Task description =
Give back exactly the lines that run from the line containing "Where can the parked" through the end of the listing below. Leave out every other line.

Records provided =

====================

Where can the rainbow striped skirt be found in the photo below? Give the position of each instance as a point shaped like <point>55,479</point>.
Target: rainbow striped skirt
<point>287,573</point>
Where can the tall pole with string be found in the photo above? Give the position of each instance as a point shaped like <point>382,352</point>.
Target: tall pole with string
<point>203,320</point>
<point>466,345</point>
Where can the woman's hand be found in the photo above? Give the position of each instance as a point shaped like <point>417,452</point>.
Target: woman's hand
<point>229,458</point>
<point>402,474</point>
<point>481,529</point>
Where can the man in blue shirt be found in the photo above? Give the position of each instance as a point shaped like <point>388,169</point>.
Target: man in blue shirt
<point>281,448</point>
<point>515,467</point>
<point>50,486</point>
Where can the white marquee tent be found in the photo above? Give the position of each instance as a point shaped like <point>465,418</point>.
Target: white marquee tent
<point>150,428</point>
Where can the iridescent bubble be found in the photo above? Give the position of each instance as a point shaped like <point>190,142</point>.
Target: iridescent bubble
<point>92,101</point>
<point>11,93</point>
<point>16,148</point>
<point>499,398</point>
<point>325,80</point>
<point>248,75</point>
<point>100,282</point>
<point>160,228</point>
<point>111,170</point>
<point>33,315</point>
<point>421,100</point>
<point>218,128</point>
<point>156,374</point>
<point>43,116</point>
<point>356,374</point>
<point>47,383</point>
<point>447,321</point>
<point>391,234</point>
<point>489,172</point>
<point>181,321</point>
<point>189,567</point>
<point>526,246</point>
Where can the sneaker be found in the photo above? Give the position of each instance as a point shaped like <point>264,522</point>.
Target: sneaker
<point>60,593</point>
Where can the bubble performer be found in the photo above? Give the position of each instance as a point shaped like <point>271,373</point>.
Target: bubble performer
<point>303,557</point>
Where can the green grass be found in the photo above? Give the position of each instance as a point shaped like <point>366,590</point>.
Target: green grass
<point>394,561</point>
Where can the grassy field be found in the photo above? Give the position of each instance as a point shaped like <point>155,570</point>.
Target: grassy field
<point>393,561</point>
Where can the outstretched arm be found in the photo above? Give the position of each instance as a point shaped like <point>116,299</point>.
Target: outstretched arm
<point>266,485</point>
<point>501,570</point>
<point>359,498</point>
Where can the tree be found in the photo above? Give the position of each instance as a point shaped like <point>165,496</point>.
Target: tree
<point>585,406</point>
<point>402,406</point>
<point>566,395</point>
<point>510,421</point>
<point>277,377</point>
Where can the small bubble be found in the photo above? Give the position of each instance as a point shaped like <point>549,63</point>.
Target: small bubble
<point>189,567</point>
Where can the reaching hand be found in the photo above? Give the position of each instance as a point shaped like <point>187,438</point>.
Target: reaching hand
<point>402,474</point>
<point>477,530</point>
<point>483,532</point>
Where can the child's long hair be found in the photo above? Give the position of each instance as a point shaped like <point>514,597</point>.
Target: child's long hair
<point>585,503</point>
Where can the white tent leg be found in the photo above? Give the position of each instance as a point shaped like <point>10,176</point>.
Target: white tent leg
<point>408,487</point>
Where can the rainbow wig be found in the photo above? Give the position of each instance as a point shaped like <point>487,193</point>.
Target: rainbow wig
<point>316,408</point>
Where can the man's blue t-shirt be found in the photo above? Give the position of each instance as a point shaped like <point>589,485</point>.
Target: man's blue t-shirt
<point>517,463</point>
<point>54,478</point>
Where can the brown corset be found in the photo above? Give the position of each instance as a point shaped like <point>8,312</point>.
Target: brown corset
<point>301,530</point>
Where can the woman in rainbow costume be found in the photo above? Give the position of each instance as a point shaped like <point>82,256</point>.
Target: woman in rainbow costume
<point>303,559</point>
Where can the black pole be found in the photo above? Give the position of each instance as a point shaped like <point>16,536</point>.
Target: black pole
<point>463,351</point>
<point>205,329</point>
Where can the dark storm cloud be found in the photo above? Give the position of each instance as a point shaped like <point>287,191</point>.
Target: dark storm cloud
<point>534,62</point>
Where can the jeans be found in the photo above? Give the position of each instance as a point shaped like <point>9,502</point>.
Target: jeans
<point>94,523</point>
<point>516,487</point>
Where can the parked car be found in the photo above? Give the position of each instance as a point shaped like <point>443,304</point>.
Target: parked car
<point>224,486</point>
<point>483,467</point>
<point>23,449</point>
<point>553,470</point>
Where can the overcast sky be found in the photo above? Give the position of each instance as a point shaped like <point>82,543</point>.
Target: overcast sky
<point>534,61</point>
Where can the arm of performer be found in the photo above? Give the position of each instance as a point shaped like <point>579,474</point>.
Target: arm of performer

====================

Result below =
Where can the parked car be found in the photo above? Give the position of each instance as a point shaped like <point>443,304</point>.
Target: parked car
<point>224,486</point>
<point>483,467</point>
<point>23,449</point>
<point>553,470</point>
Where can the overcast sky be found in the photo above? Give the position of each instance as a point shaped like <point>82,543</point>.
Target: overcast sky
<point>534,61</point>
Where can the arm of performer be found in the photo above? Give the position of each instance as a point shaped like <point>579,474</point>.
Target: arm of performer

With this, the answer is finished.